**Fonte**
----------------------------------------

E’ stato firmato oggi, al Palazzo dell’Agricoltura, il Protocollo d’intesa tra il Mipaaf, l’Agenzia per le Erogazioni in Agricoltura (AGEA) e l’Agenzia Nazionale per l’amministrazione e la destinazione dei beni sequestrati e confiscati alla criminalità organizzata. (ANBSC).
Il protocollo, che rappresenta un ulteriore tassello del percorso di collaborazione intrapreso dal Ministero con l’ANBSC già dal 2015, intende facilitare una più efficiente gestione dei terreni e delle aziende agricole confiscate.
Incentivando la condivisione del patrimonio informativo, l’intesa ha una portata strategica poiché consente di conoscere, e di conseguenza valorizzare, il patrimonio fondiario che in questi anni è stato soggetto a sequestro e confisca proprio grazie allo scambio dei dati di cui ciascun soggetto dispone. ANSBC attualmente ha in gestione quasi 7.000 beni classificati come terreni.
Attraverso questo modello operativo è dunque possibile mettere a sistema più informazioni e restituire una fotografia reale dei territori, facendo emergere la vocazione dei terreni e gli strumenti più appropriati di valorizzazione, stante l’alto valore simbolico.
Grazie a questa collaborazione, inoltre, è possibile mettere in campo le azioni necessarie per prevenire eventuali frodi connesse a un utilizzo improprio dei fondi comunitari ricadenti sui terreni o sul patrimonio dell’azienda agricola oggetto di sequestro e confisca.

----------------------------------------

**Consegna**
Trascrivi dalla fonte, senza alcuna modifica, il passo da "Attraverso questo modello" a "sequestro e confisca.". I record hanno un'origine diversa da quella della fonte.

**Insieme di record**
----------------------------------------

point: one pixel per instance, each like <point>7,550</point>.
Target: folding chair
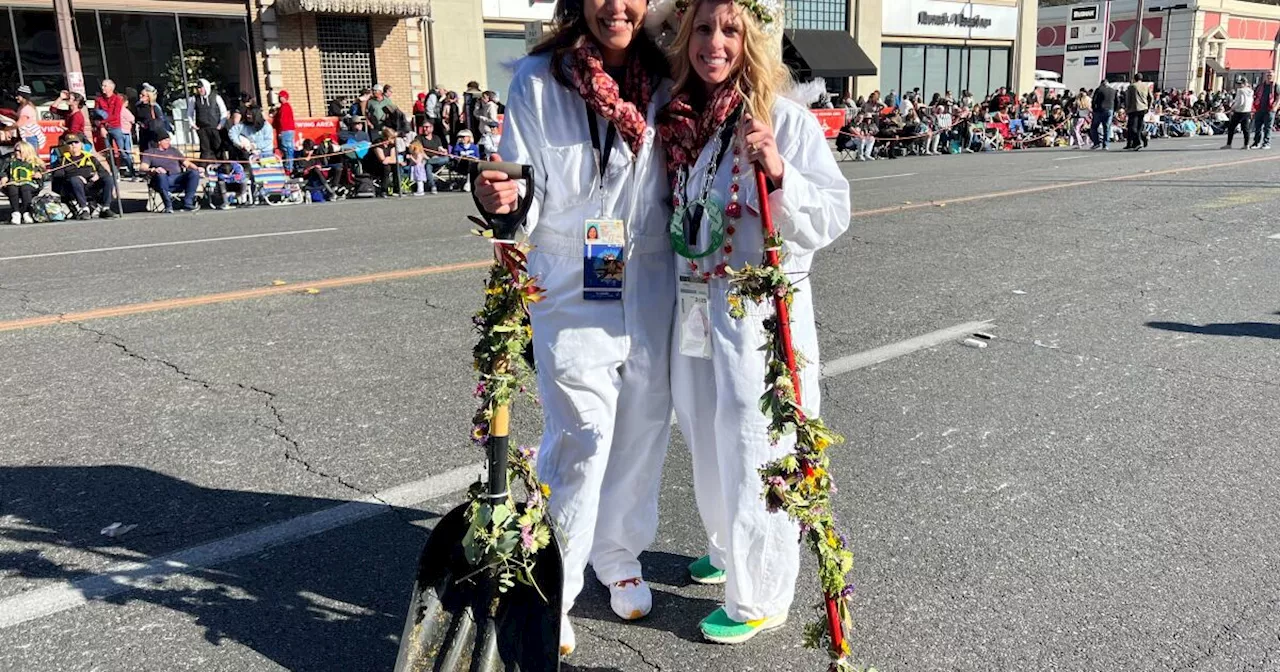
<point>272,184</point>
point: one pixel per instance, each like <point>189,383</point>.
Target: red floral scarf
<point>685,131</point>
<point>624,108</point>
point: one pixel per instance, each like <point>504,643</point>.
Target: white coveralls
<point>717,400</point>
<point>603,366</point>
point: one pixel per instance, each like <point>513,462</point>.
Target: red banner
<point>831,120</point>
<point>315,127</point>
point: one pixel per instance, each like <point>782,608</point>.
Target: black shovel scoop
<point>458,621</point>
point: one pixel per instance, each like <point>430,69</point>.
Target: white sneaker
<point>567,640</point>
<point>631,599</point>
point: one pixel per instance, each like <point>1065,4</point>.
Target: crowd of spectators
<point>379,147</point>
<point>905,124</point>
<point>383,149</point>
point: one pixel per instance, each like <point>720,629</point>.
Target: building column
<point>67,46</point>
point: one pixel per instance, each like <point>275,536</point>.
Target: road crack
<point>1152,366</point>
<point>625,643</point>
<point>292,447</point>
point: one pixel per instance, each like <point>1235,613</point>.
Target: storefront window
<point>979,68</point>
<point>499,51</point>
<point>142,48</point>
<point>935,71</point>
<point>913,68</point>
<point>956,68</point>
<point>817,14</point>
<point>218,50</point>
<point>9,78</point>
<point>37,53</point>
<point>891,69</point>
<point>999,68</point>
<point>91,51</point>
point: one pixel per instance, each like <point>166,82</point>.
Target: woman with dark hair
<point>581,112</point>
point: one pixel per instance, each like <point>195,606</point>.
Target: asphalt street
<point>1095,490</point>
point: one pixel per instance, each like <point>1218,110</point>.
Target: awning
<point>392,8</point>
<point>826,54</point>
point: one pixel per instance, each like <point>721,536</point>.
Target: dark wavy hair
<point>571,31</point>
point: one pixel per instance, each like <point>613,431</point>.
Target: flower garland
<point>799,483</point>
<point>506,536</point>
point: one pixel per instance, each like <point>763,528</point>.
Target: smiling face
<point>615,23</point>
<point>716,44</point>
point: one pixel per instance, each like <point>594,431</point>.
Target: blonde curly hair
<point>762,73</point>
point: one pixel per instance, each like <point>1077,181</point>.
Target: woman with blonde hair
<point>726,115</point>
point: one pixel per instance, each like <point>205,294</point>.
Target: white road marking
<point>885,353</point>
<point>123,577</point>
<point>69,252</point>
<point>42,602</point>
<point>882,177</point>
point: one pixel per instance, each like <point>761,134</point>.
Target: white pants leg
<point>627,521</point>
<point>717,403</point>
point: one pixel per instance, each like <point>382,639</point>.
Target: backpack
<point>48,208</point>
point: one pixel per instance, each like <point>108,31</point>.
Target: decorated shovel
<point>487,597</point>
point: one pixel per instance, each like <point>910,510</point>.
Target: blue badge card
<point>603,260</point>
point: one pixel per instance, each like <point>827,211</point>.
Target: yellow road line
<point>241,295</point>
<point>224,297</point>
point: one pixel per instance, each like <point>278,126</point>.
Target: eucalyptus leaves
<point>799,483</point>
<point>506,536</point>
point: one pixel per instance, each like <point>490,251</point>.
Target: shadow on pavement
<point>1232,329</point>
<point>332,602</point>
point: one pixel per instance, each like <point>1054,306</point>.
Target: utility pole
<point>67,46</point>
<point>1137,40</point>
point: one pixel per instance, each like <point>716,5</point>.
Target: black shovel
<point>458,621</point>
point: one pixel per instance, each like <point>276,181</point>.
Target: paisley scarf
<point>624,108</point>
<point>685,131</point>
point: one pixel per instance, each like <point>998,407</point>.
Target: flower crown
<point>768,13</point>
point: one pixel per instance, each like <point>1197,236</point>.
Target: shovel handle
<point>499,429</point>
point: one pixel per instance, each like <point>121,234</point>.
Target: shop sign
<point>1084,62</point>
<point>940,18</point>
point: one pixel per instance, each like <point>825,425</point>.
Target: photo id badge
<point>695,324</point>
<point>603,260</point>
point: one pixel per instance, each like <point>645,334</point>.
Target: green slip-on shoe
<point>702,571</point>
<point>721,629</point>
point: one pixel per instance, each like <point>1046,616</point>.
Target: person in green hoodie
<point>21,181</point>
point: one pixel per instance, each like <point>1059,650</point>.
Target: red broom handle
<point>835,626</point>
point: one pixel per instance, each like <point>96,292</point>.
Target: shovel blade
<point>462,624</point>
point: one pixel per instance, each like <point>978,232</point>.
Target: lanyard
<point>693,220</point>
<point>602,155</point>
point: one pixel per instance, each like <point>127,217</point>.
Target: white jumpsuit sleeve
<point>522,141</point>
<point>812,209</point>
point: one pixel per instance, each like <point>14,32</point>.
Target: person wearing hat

----------------------------------------

**Risposta**
Attraverso questo modello operativo è dunque possibile mettere a sistema più informazioni e restituire una fotografia reale dei territori, facendo emergere la vocazione dei terreni e gli strumenti più appropriati di valorizzazione, stante l’alto valore simbolico.
Grazie a questa collaborazione, inoltre, è possibile mettere in campo le azioni necessarie per prevenire eventuali frodi connesse a un utilizzo improprio dei fondi comunitari ricadenti sui terreni o sul patrimonio dell’azienda agricola oggetto di sequestro e confisca.